PROVIDED RECORDS:

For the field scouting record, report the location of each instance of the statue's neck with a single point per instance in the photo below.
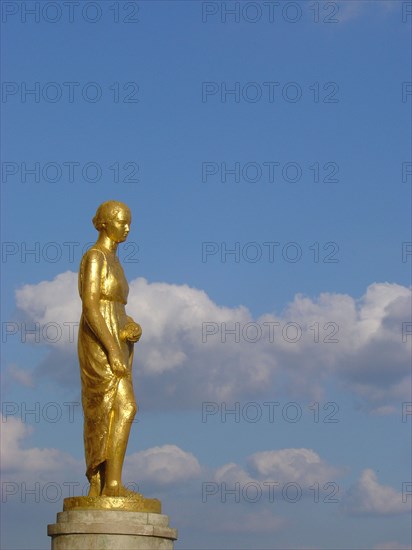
(104, 242)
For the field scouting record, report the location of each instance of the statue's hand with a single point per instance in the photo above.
(131, 332)
(116, 364)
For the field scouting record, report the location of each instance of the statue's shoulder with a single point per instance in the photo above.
(94, 254)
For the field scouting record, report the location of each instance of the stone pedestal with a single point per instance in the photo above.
(88, 529)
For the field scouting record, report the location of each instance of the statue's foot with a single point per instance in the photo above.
(95, 488)
(118, 491)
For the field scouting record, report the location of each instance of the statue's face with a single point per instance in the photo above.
(118, 227)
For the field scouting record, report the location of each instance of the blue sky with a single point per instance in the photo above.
(274, 133)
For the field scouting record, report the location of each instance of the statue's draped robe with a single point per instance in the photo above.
(99, 384)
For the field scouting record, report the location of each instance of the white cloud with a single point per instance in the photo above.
(302, 466)
(163, 465)
(181, 364)
(368, 497)
(23, 463)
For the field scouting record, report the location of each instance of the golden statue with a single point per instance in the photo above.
(105, 346)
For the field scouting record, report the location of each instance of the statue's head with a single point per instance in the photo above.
(114, 218)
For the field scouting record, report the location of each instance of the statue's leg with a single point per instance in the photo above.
(95, 485)
(123, 414)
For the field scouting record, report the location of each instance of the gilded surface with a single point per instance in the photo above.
(132, 503)
(105, 346)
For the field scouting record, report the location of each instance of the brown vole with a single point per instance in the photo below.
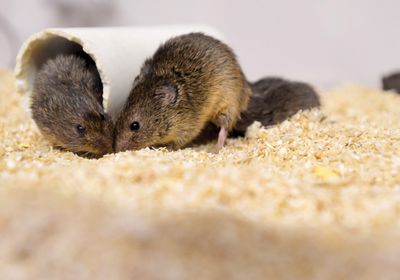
(66, 105)
(190, 80)
(273, 101)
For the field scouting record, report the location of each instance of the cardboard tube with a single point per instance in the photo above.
(117, 51)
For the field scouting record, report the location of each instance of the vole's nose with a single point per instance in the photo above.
(121, 145)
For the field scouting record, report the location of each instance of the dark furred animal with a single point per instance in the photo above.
(273, 101)
(191, 80)
(66, 105)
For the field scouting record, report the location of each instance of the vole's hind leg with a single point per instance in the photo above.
(225, 124)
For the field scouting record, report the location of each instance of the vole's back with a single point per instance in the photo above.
(210, 74)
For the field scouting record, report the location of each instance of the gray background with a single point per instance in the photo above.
(326, 42)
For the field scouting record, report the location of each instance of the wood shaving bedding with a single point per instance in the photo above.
(315, 197)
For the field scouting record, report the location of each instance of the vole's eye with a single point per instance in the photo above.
(134, 126)
(81, 129)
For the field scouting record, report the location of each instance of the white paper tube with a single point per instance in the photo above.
(117, 51)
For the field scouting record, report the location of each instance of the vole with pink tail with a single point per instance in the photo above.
(191, 80)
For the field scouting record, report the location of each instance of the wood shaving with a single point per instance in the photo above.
(315, 197)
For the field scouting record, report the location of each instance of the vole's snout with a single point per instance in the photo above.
(121, 143)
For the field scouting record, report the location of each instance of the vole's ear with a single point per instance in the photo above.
(169, 94)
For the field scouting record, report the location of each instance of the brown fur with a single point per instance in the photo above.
(273, 101)
(191, 79)
(68, 92)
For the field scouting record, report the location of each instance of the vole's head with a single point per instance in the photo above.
(66, 107)
(150, 115)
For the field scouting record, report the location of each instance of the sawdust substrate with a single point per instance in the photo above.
(315, 197)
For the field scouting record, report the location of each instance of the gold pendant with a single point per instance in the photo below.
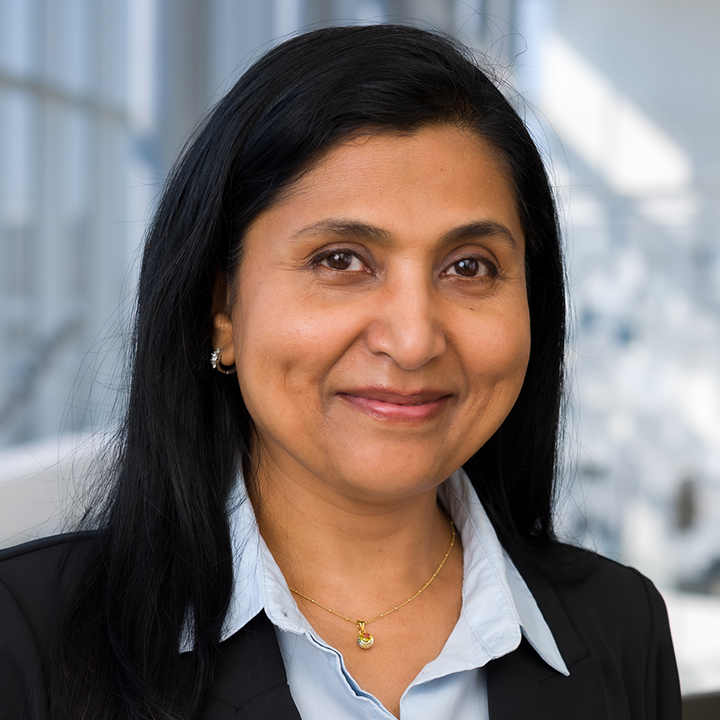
(365, 640)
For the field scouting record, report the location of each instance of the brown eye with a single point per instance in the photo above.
(341, 261)
(468, 267)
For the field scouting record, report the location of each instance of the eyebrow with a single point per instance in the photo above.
(352, 229)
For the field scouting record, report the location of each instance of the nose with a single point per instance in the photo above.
(407, 325)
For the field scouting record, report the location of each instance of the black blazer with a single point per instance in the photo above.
(611, 629)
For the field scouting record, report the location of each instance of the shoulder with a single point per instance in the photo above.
(595, 593)
(36, 579)
(597, 608)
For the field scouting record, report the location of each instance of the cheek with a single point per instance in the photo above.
(496, 358)
(286, 348)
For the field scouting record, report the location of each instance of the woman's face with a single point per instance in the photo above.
(380, 321)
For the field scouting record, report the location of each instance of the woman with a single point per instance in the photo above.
(342, 425)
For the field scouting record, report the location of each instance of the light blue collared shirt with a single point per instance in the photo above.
(497, 610)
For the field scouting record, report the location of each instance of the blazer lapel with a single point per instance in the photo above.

HOW TO COMPLETE THIS TASK:
A faithful copy of the data is required: each word kept, each picture omitted.

WRITTEN REPLY:
For the field scouting record, report the location of each instance of the statue's neck with a single point per instance in the photo below.
(104, 242)
For the field scouting record, report the location of each instance of the statue's hand with a single point per instance in the photo above.
(131, 332)
(116, 364)
For the field scouting record, report the location of each instance of the statue's shoulder with a single point per instance in the photo above.
(94, 254)
For the field scouting record, report the location of each instance of the stone pedestal with a single point per instance in the photo above.
(88, 529)
For the field scouting record, report the location of each instance of the statue's foot with a single point per instance in the photo above.
(95, 488)
(118, 491)
For the field scouting record, report the location of each instance of the statue's face with a single point per instance in the photo above.
(118, 227)
For the field scouting record, report the location of each instance of the blue sky with a single point per instance in the photo above.
(274, 133)
For the field scouting record, report the location of each instance of the statue's draped robe with a single point per instance in the photo above.
(99, 384)
For the field scouting record, report the location of each instance of the white cloud with a single point per instance in the photo above.
(302, 466)
(163, 465)
(181, 364)
(368, 497)
(23, 463)
For the field scouting record, report the location of each instance of the golden statue with a single point per instance in the photo above.
(105, 346)
For the field scouting record, report the location of each instance of the statue's head with a single point per instance in the photo above.
(114, 218)
For the field scouting record, report the location of each instance of the statue's leg with a single point per instance in the photo above.
(95, 485)
(123, 414)
For the field scouting record, report the location of each instance of the gilded surface with a single point per instance in the photo above.
(132, 503)
(105, 346)
For the field scouting record, report the location of each instance of the brown vole with a single point per instance in the photo below.
(66, 105)
(190, 80)
(273, 101)
For the field scouting record, report the location of each instance of the cardboard tube with a single point per instance in the photo above.
(117, 51)
For the field scouting record, report the location of each instance of the vole's nose with a single point per instance in the photo above.
(121, 145)
For the field scouting record, report the location of each instance of the dark furred animal with a single point per instance in the photo above.
(273, 101)
(191, 80)
(66, 105)
For the field scouting record, report the location of each instance of the vole's hind leg with a single point per instance in the photo above.
(225, 124)
For the field scouting record, report the location of each instance of the vole's back with a single point per instance in the photo above.
(210, 74)
For the field scouting record, report the location of each instance of the gray background with a single point per instance in the photo above.
(326, 42)
For the field scouting record, report the location of each instance of the wood shaving bedding with a single point per instance in the photo above.
(315, 197)
For the field scouting record, report the location of each instance of the vole's eye with a single point per instance in the photo above.
(134, 126)
(81, 129)
For the field scouting record, report the location of each instance of the white paper tube with a single point per instance in the photo above.
(117, 51)
For the field scouting record, report the location of each instance of the vole with pink tail with a single point per instance in the photo above.
(191, 80)
For the field scouting record, report the location of each instance of the wood shaving with a single point per instance in the photo above.
(315, 197)
For the field scouting record, report the location of each instance of the vole's snout with a single point per instance in the photo above.
(121, 143)
For the field scouting record, report the location of each instance of the vole's ear with a single point per instance in the photo above.
(169, 94)
For the field scouting record, report the location of each instance of the brown fur with a single point per instance in the photo above.
(273, 101)
(191, 79)
(68, 92)
For the field scouting record, report the location of each instance of the vole's head with a single point per instance in the photo above.
(66, 107)
(150, 115)
For the field scouting record, report the location of each instance of the sawdust substrate with a single point per instance in the photo above.
(315, 197)
For the field scouting record, report the location of each instance of the gold pendant with a single point per instance in the photo below.
(365, 640)
For the field scouting record, report the location of each instance of the brown eye with a single point per instance in the photo above.
(341, 261)
(468, 267)
For the field scouting record, report the location of each instance of the eyebrow with a single point per instance in the photo above.
(352, 229)
For the field scouting record, report the location of each instance of the nose with a single point per instance in the photo above.
(407, 325)
For the field scouting record, report the location of each instance of the black blazer with a single point per instance in the photo above.
(611, 629)
For the field scouting record, report the location of each instance of the shoulder with a single point per instance in the photo above.
(595, 593)
(36, 579)
(597, 608)
For the field scouting record, report the location of each instance of the cheek with a single point per instance in the photo above.
(496, 358)
(286, 348)
For the field scouting record, report the location of each instance of the woman's face with a single point per instance in the photo above.
(380, 321)
For the field scouting record, report the location of each instance of the woman with a single point per instance in the photo above.
(342, 425)
For the field scouting record, report the location of each instance of the light blue collared shirt with a single point per instance in the photo above.
(497, 610)
For the field scouting record, report the location of each instance of the blazer lapel with a single point per instance in the photo above.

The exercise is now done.